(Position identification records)
• • • • • • •

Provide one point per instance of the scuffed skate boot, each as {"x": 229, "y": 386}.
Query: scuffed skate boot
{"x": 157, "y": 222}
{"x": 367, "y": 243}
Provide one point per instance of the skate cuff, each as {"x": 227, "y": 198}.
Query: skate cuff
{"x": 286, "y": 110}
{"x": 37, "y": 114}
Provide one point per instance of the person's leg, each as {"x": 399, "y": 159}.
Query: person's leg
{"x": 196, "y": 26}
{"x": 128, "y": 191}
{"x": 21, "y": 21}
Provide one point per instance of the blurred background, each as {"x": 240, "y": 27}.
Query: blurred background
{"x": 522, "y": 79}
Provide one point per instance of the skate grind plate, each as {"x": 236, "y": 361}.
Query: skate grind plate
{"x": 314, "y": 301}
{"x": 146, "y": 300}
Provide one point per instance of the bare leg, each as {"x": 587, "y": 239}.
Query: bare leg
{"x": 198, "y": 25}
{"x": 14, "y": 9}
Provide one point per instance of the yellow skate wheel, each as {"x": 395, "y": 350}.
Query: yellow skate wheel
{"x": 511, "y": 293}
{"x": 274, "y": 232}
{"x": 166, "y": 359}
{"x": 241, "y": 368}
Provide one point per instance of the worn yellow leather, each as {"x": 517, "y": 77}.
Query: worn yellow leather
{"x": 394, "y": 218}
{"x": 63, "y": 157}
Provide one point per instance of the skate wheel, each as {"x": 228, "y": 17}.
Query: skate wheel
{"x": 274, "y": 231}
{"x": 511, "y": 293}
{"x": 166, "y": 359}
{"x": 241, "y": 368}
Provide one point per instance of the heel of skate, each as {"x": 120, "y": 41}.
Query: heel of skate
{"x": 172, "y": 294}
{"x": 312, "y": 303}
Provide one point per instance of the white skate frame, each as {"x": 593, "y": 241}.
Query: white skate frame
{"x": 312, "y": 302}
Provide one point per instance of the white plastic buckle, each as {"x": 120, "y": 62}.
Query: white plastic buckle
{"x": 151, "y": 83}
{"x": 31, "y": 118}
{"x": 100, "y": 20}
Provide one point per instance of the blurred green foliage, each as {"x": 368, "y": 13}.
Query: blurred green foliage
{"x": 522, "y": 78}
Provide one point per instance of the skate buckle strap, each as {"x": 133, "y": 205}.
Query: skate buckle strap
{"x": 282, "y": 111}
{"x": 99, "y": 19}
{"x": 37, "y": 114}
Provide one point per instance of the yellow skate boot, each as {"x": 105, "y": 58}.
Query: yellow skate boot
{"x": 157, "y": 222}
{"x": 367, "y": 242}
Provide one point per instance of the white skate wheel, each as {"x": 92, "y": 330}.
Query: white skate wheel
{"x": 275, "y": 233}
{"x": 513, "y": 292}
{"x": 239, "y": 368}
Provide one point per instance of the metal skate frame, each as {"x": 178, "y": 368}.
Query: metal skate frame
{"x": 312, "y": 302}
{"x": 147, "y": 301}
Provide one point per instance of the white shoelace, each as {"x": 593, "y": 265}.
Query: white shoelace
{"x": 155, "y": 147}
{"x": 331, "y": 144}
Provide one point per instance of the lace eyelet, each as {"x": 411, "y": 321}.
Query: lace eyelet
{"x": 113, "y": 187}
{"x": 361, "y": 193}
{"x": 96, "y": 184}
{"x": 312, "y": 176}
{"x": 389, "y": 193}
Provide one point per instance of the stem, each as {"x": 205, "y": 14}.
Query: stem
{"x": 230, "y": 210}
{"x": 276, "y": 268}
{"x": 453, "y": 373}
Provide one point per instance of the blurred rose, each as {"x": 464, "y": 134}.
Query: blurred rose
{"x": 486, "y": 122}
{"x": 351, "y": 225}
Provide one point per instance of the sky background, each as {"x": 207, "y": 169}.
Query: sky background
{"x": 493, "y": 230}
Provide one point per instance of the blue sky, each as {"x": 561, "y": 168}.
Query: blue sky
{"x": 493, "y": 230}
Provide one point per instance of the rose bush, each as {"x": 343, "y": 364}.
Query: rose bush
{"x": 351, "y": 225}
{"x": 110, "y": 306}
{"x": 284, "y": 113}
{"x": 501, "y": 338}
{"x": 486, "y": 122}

• • • • • • •

WORK TO BE COMPLETED:
Repeat all of the records above word for word, changing nothing.

SOLUTION BELOW:
Provide one point per instance of the scuffed skate boot, each as {"x": 229, "y": 386}.
Query: scuffed skate boot
{"x": 157, "y": 222}
{"x": 367, "y": 243}
Provide one point per instance of the skate cuff, each as {"x": 227, "y": 198}.
Query: skate cuff
{"x": 286, "y": 110}
{"x": 37, "y": 114}
Provide one point per instance of the person's leg, each as {"x": 399, "y": 159}.
Query: person's leg
{"x": 196, "y": 26}
{"x": 128, "y": 191}
{"x": 21, "y": 21}
Provide one point per instance of the blurred background, each as {"x": 240, "y": 27}.
Query: blurred background
{"x": 522, "y": 79}
Provide one point per instance of the skate grind plate, each as {"x": 236, "y": 361}.
Query: skate grind plate
{"x": 314, "y": 301}
{"x": 146, "y": 300}
Provide one point per instance of the bare leg, each as {"x": 587, "y": 239}.
Query: bare leg
{"x": 198, "y": 25}
{"x": 14, "y": 9}
Provide one point per instance of the yellow skate wheel, each as {"x": 395, "y": 350}.
Query: yellow skate wheel
{"x": 511, "y": 293}
{"x": 274, "y": 232}
{"x": 166, "y": 359}
{"x": 241, "y": 368}
Provide one point per instance of the worn yellow leather, each as {"x": 517, "y": 77}.
Query: worn yellow leather
{"x": 394, "y": 218}
{"x": 63, "y": 157}
Provide one point per instance of the skate wheel, each as {"x": 228, "y": 17}.
Query: skate wheel
{"x": 274, "y": 231}
{"x": 511, "y": 293}
{"x": 166, "y": 359}
{"x": 241, "y": 368}
Provide one point per instance of the heel of skate, each as {"x": 120, "y": 41}.
Query: heel of skate
{"x": 172, "y": 294}
{"x": 312, "y": 303}
Provide one point per instance of the white skate frame, each as {"x": 593, "y": 241}.
Query: white skate frame
{"x": 312, "y": 302}
Provide one point per instance of the white plastic buckle, each as {"x": 120, "y": 62}.
Query: white plastic buckle
{"x": 151, "y": 83}
{"x": 31, "y": 118}
{"x": 100, "y": 20}
Provide one point per instance of the blurred green foliage, each as {"x": 368, "y": 13}.
Query: blurred green foliage
{"x": 522, "y": 78}
Provide one point per instance of the skate buckle strap, each as {"x": 133, "y": 205}.
Query: skate buckle strap
{"x": 282, "y": 111}
{"x": 99, "y": 19}
{"x": 37, "y": 114}
Provide one point per instance of the yellow skate boot, each as {"x": 105, "y": 58}.
Query: yellow skate boot
{"x": 157, "y": 222}
{"x": 367, "y": 242}
Provide one point per instance of the white skate wheel, each as {"x": 92, "y": 330}.
Query: white skate wheel
{"x": 275, "y": 233}
{"x": 513, "y": 292}
{"x": 239, "y": 368}
Provide one point per instance of the metal skate frame, each as {"x": 178, "y": 368}.
Query: metal skate frame
{"x": 312, "y": 302}
{"x": 147, "y": 301}
Provide one point per instance of the white shoelace, each as {"x": 593, "y": 265}.
Query: white shoelace
{"x": 155, "y": 147}
{"x": 331, "y": 144}
Provide one point per instance of the lace eyelet, each as {"x": 411, "y": 321}.
Query: lace eyelet
{"x": 113, "y": 187}
{"x": 361, "y": 193}
{"x": 96, "y": 184}
{"x": 312, "y": 176}
{"x": 389, "y": 193}
Provide one point per instance of the stem, each as {"x": 205, "y": 14}.
Query: stem
{"x": 230, "y": 210}
{"x": 276, "y": 268}
{"x": 453, "y": 373}
Provide one point per instance of the blurred rose, each as {"x": 464, "y": 134}.
Query: blurred rose
{"x": 486, "y": 122}
{"x": 351, "y": 225}
Provide one point per instance of the sky background, each as {"x": 207, "y": 169}.
Query: sky background
{"x": 493, "y": 230}
Provide one point per instance of the blue sky, each as {"x": 561, "y": 168}.
Query: blue sky
{"x": 493, "y": 230}
Provide one point per instance of the rose bush, each as {"x": 343, "y": 364}.
Query: rose bush
{"x": 351, "y": 225}
{"x": 110, "y": 306}
{"x": 284, "y": 113}
{"x": 501, "y": 338}
{"x": 486, "y": 122}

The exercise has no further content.